## [TASK REQUIREMENTS]
In the text on Sankhya philosophy, substitute "pradhana" for "prakriti" and write out the part starting with "Against this pluralism" and going on through "the souls themselves.".

## [EXTRACT PROVIDED]
-- BEGIN --
Sankhya philosophy is different. When one first meets with this, as it has come down to us through tradition, we find in it exactly the opposite of a teaching of unity. If we wish to compare the Sankhya philosophy to anything, we may compare it to the philosophy of Leibnitz. It is a pluralistic philosophy. The several souls mentioned therein — human souls and the souls of Gods — are not traced back by the Sankhya philosophy to unitary source, but are taken as single souls existing, so to speak, from eternity; or, at any rate, their origin is not traced back to unity. The plurality of souls is what we find in the Sankhya philosophy. The independence of each individual soul, carrying on its development in the world enclosed within its own being, is sharply accentuated.
Against this pluralism stands what Sankhya philosophy calls the prakriti element. We cannot well describe this by the modern word “matter,” for that has a materialistic meaning. But in Sankhya philosophy we do not mean to convey this materialistic meaning when using the term prakriti, “the substantial,” which is in contrast to the multiplicity of souls, and which again is not derived from a common source. In the first place, we have multiplicity of souls, and then that which we may call "the substantial," the basis of the material, which, like a primeval flood, streams through the world, through space and time, and out of which souls take the elements for their outer existence. Souls must clothe themselves in this material element, which, again, is not to be traced back to unity with the souls themselves.
And so it is in the Sankhya philosophy that we principally find this material element, carefully studied. Attention is not so much directed to the individual soul; this is taken as something real that is there, confined in and united with this material basis, and which takes the most varied forms within it, and thus shows itself outwardly in many different forms. A soul clothes itself with this original material element, that may be thought of like the individual soul itself as coming from Eternity. The soul nature expresses itself through this material basic element, and in so doing it takes on many different forms, and it is in particular the study of these material forms that we find in the Sankhya philosophy.
Here we have, in the first place, so to speak, the original form of this material element as a sort of spiritual primeval stream, into which the soul is first immersed. Thus if we were to glance back at the first stages of evolution, we should find there the undifferentiated material elements and immersed therein, the plurality of the souls which are to evolve further. What, therefore, we first find as Form, as yet undifferentiated from the unity of the primal stream, is the spiritual substance itself that lies at the starting-point of evolution.
-- END --
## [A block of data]
-- BEGIN --
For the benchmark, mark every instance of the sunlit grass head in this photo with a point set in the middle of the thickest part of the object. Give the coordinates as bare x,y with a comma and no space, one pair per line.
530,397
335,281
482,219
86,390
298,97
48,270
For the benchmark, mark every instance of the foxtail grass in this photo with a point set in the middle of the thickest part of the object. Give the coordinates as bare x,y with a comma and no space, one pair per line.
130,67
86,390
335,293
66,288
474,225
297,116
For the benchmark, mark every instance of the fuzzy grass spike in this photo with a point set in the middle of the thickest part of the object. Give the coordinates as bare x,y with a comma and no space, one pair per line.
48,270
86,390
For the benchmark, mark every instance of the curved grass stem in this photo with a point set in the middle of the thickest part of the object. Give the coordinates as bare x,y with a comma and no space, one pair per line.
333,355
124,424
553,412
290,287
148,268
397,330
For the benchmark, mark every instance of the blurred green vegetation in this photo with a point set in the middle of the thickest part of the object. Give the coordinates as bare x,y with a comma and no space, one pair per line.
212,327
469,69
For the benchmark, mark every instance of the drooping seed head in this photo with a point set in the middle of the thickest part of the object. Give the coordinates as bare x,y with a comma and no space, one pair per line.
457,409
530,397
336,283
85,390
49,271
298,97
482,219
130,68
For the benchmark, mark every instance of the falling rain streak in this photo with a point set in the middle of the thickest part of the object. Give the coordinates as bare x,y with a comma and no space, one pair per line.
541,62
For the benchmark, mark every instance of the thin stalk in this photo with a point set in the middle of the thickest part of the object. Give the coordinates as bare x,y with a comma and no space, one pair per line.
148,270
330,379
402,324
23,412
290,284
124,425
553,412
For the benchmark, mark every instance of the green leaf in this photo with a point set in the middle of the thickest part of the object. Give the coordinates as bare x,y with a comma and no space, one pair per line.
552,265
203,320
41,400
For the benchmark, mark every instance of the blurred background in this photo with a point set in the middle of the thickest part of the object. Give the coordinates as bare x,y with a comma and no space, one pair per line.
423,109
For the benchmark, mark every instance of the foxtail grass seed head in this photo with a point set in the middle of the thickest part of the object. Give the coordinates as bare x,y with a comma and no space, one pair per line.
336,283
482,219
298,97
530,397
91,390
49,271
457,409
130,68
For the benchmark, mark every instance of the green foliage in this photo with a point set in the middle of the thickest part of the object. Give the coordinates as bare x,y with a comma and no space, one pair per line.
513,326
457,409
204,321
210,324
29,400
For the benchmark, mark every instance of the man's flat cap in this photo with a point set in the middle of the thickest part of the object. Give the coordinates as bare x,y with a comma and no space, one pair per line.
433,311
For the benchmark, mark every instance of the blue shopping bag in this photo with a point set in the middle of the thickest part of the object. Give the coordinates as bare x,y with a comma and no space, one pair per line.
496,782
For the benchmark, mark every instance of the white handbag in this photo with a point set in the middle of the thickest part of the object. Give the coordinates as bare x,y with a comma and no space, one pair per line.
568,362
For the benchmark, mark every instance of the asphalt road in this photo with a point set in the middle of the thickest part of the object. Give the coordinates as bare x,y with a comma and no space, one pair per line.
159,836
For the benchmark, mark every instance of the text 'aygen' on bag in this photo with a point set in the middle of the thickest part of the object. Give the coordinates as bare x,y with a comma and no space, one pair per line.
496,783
-- END --
## [FINISHED ANSWER]
Against this pluralism stands what Sankhya philosophy calls the pradhana element. We cannot well describe this by the modern word “matter,” for that has a materialistic meaning. But in Sankhya philosophy we do not mean to convey this materialistic meaning when using the term pradhana, “the substantial,” which is in contrast to the multiplicity of souls, and which again is not derived from a common source. In the first place, we have multiplicity of souls, and then that which we may call "the substantial," the basis of the material, which, like a primeval flood, streams through the world, through space and time, and out of which souls take the elements for their outer existence. Souls must clothe themselves in this material element, which, again, is not to be traced back to unity with the souls themselves.